> What the exercise asks: Quote the material below word for word, leaving out the pictures.

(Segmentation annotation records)
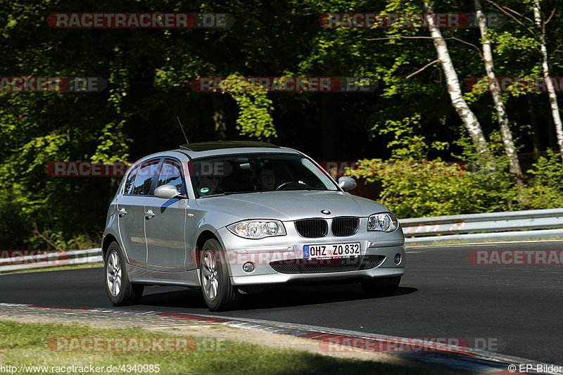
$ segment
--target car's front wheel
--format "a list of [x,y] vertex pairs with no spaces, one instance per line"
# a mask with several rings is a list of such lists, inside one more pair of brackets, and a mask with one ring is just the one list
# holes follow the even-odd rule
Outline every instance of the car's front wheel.
[[201,249],[199,272],[203,299],[211,311],[234,308],[240,294],[231,284],[226,257],[219,241],[211,239]]
[[362,288],[372,297],[386,297],[395,294],[400,283],[400,276],[371,279],[362,281]]
[[123,251],[117,242],[112,242],[106,253],[106,291],[111,303],[114,306],[134,305],[144,290],[144,285],[129,281]]

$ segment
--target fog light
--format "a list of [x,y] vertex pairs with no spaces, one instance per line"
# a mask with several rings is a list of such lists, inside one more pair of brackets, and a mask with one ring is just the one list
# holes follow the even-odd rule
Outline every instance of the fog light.
[[242,266],[242,270],[247,273],[251,273],[254,271],[254,263],[252,262],[246,262]]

> Solution to this problem:
$ segment
--target car's front wheel
--format "a list of [x,y] vertex pairs with no spaces, one instance per line"
# a mask with several rings is a list of such lists, inside one more pair of brackets, and a mask with one ring is just the one list
# holes follow the even-odd rule
Outline every instance of the car's front wheel.
[[201,249],[199,272],[203,299],[211,311],[234,308],[240,294],[231,284],[226,257],[219,241],[211,239]]
[[362,288],[372,297],[386,297],[395,294],[400,283],[400,276],[371,279],[362,281]]
[[123,251],[117,242],[112,242],[106,253],[106,291],[111,303],[114,306],[134,305],[144,290],[144,285],[129,281]]

$ segment
--target fog light
--format "a list of [x,y] vertex pairs with no spaces, one instance per line"
# a mask with several rings is a list of such lists, inside one more pair of brackets, and a mask with one ring is just the one list
# holes follow the even-odd rule
Outline every instance of the fog light.
[[242,266],[242,270],[247,273],[251,273],[254,271],[254,263],[252,262],[246,262]]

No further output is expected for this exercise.